» Reading text

□ □ □

The European Medicines Agency (EMA) has published its Brexit Preparedness Business Continuity Plan. The objective of this plan is to ensure that EMA’s operations continue, and that the risk to public health is reduced as far as possible, as the Agency prepares to relocate to a new host city.
The plan, which was presented to the EMA Management Board in October 2017, describes procedures by which EMA has categorised and prioritised its activities and how the Agency will reassign resources, when necessary, to ensure continuation of its core activities.
The plan discusses three levels of priority. Earlier this year, the EMA began to re-evaluate and reduce activities considered to be ‘category 3 activities’, in an attempt to make available 43 members of staff to focus purely on the UK’s withdrawal from the EU and the EMA’s relocation. Activities such as the development of the European Medicines Web Portal and EMA’s contribution to the e-submission project were temporarily suspended to achieve this. In the mid-to-long term, EMA will reconsider the need for these activities so as to not undermine the quality of the Agency’s work, its planning, and the expectations of stakeholders.
Category 2 activities, such as the proactive publication of clinical data, and a number of initiatives aimed at promoting availability of medicines, will be maintained for as long as possible, workload and staffing situation permitting, in order to maintain the development of new medicines. Category 1 activities, the highest priority, relate to the assessment and safety monitoring of medicines or are vital to maintaining the infrastructure of the European regulatory system for medicines. EMA consider the continuation of these activities to be crucial, as a disruption would almost immediately have a detrimental effect on the health and well-being of citizens in Europe and would also jeopardise production and distribution of medicines in the EU.
The plan will be continuously reviewed and adapted as necessary. Further iterations will also take into account various scenarios for staff losses and how these may affect the delivery of category 1 and 2 activities. Whilst the EMA has made the development of staff retention support measures a primary focus, unexpected higher, faster or more permanent loss of staff as a consequence of the Agency’s relocation may lead to a situation in which EMA’s operations can no longer be maintained.
The EMA plans to provide further updates on the implementation of its business continuity plan as necessary.

□ □ □

» Data excerpt
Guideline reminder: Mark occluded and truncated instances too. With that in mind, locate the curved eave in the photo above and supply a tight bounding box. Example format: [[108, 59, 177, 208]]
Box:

□ □ □

» Exercise 1
In the text on EMA's business continuity plan, how many members of staff did the Agency aim to free up to focus only on the UK's withdrawal and its relocation?
» Exercise 2
Reproduce word for word the part of the text on EMA's business continuity plan starting at "The plan, which" and ending at "expectations of stakeholders.".
» Exercise 3
List every activity that the text on EMA's business continuity plan gives as an example of a category 2 or category 3 activity.

» Written answer 1
43 members of staff

» Written answer 2
The plan, which was presented to the EMA Management Board in October 2017, describes procedures by which EMA has categorised and prioritised its activities and how the Agency will reassign resources, when necessary, to ensure continuation of its core activities.
The plan discusses three levels of priority. Earlier this year, the EMA began to re-evaluate and reduce activities considered to be ‘category 3 activities’, in an attempt to make available 43 members of staff to focus purely on the UK’s withdrawal from the EU and the EMA’s relocation. Activities such as the development of the European Medicines Web Portal and EMA’s contribution to the e-submission project were temporarily suspended to achieve this. In the mid-to-long term, EMA will reconsider the need for these activities so as to not undermine the quality of the Agency’s work, its planning, and the expectations of stakeholders.

» Written answer 3
- Development of the European Medicines Web Portal (category 3)
- EMA's contribution to the e-submission project (category 3)
- Proactive publication of clinical data (category 2)
- A number of initiatives aimed at promoting availability of medicines (category 2)